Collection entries
┄┄┄┄┄┄
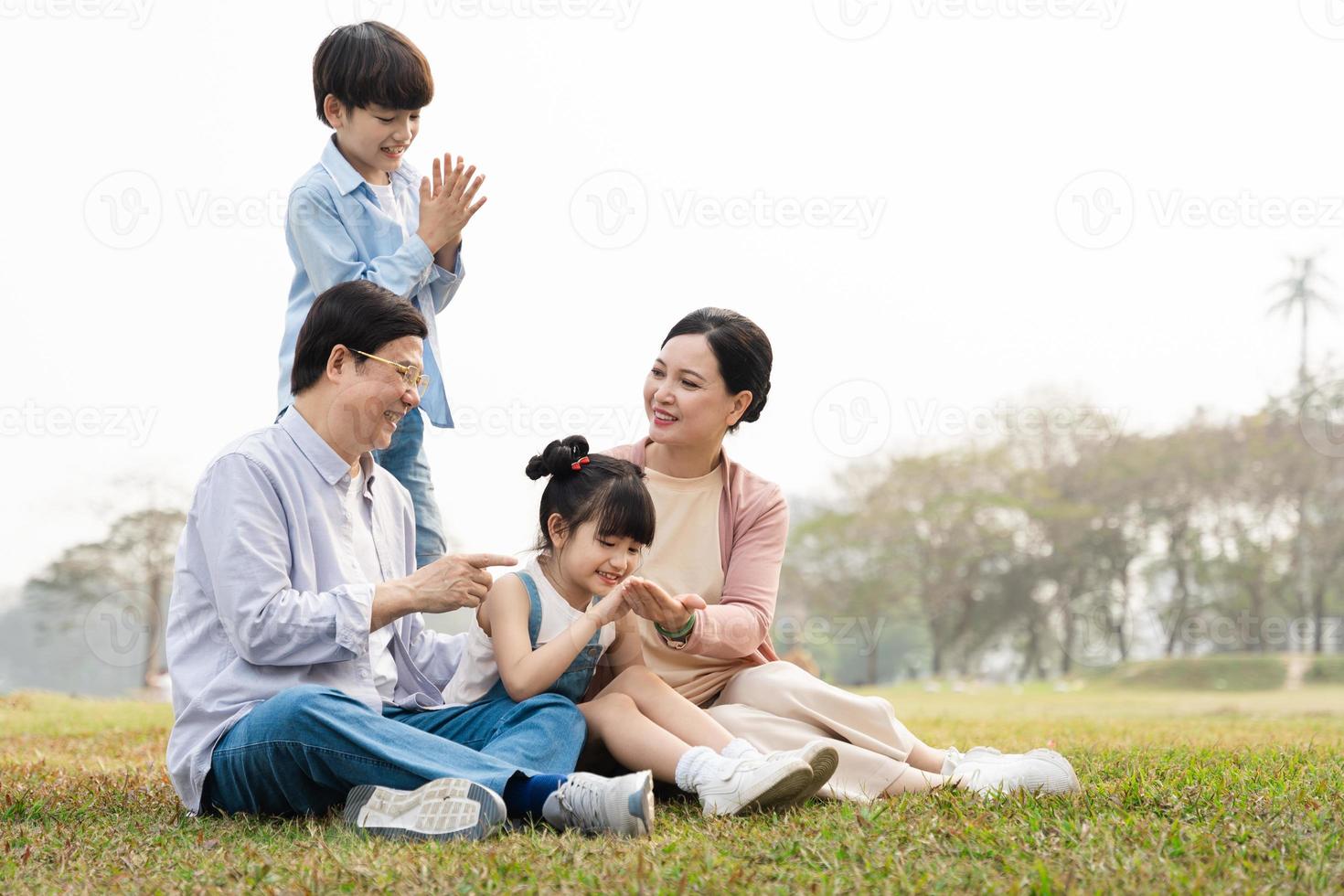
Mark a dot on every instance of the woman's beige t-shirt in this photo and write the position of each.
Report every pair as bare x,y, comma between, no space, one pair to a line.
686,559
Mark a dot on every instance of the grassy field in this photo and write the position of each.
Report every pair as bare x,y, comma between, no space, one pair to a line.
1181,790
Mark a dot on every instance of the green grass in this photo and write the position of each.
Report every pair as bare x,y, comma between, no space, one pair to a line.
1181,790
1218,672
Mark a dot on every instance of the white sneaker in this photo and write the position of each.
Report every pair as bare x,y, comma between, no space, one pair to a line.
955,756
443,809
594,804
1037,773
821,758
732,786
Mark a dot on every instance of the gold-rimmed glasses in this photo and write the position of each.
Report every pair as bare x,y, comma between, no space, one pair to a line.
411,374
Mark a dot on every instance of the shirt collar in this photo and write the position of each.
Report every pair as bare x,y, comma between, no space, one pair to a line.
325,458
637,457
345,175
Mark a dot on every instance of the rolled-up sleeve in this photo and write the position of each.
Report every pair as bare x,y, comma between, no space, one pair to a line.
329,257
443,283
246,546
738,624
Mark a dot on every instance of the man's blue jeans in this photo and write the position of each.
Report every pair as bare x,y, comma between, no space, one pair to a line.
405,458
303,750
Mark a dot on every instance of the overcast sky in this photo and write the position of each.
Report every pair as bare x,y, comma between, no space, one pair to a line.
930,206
┄┄┄┄┄┄
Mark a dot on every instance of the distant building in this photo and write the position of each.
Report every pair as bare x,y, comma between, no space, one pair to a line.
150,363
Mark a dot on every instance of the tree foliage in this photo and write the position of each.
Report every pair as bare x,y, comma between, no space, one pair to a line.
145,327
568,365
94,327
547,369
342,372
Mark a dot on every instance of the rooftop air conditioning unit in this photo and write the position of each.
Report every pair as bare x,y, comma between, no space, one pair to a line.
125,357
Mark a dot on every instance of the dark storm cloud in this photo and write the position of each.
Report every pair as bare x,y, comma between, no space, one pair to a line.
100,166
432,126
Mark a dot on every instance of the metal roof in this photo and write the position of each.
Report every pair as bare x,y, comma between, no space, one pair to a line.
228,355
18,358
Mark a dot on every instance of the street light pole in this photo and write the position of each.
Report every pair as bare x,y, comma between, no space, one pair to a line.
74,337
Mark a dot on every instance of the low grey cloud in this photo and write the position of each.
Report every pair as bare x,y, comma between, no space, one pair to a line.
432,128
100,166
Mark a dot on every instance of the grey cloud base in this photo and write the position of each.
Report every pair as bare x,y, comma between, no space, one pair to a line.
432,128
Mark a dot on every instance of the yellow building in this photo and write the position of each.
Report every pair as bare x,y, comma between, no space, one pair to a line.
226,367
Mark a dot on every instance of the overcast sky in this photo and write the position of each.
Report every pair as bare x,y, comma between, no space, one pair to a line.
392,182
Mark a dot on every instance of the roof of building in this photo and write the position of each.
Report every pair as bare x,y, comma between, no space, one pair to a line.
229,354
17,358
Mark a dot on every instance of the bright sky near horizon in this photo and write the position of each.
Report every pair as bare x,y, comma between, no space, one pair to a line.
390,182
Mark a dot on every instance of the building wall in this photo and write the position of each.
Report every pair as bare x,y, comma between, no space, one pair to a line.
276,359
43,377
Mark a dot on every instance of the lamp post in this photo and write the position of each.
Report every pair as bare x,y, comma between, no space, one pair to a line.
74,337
┄┄┄┄┄┄
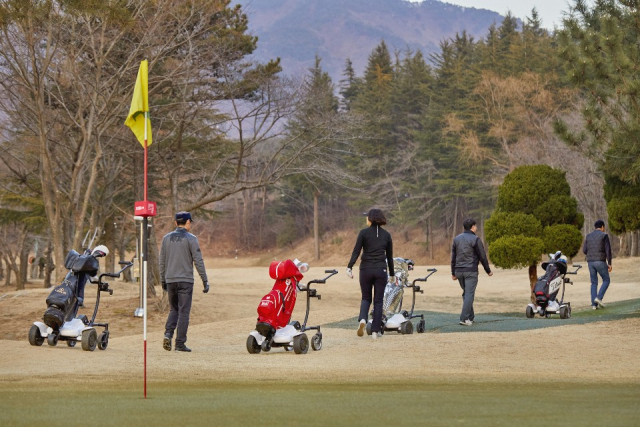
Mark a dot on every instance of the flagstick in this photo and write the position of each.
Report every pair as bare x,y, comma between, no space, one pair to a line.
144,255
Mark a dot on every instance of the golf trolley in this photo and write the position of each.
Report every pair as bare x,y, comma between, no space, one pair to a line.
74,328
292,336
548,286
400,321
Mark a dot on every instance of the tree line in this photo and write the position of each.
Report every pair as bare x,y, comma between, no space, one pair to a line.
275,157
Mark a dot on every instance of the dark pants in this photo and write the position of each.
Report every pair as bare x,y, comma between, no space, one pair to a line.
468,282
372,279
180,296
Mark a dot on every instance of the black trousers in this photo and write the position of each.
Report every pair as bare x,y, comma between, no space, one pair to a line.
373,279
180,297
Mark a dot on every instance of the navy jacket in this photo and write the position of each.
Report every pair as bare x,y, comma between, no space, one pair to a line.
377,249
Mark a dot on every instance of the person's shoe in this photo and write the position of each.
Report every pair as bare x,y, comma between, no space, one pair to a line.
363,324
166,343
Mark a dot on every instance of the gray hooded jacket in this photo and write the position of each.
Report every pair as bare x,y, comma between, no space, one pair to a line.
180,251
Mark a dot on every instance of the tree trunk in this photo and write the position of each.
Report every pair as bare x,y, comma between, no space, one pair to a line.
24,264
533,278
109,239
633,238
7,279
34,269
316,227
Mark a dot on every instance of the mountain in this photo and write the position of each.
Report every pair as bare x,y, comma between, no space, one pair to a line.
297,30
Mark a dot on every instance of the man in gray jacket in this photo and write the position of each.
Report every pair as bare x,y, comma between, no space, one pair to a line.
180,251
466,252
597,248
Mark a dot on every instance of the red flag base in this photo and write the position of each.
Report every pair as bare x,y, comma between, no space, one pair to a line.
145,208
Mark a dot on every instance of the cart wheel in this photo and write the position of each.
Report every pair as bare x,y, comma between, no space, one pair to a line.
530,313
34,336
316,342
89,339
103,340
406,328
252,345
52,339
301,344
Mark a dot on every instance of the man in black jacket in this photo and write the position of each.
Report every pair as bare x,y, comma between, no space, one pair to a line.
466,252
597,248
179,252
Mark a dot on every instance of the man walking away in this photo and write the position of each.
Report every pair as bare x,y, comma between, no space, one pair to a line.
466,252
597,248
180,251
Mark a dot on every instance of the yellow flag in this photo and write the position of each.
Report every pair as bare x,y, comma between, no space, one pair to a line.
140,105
┄┄┄┄┄┄
- [TASK TO CARRY OUT]:
Reproduce every line in the records above that contains the word "grey".

- [EXERCISE OUTPUT]:
Mark a dot on every instance of the low grey cloud in this photo and write the position of each.
Mark a dot on every instance of the grey cloud base in this photo and write the position of each.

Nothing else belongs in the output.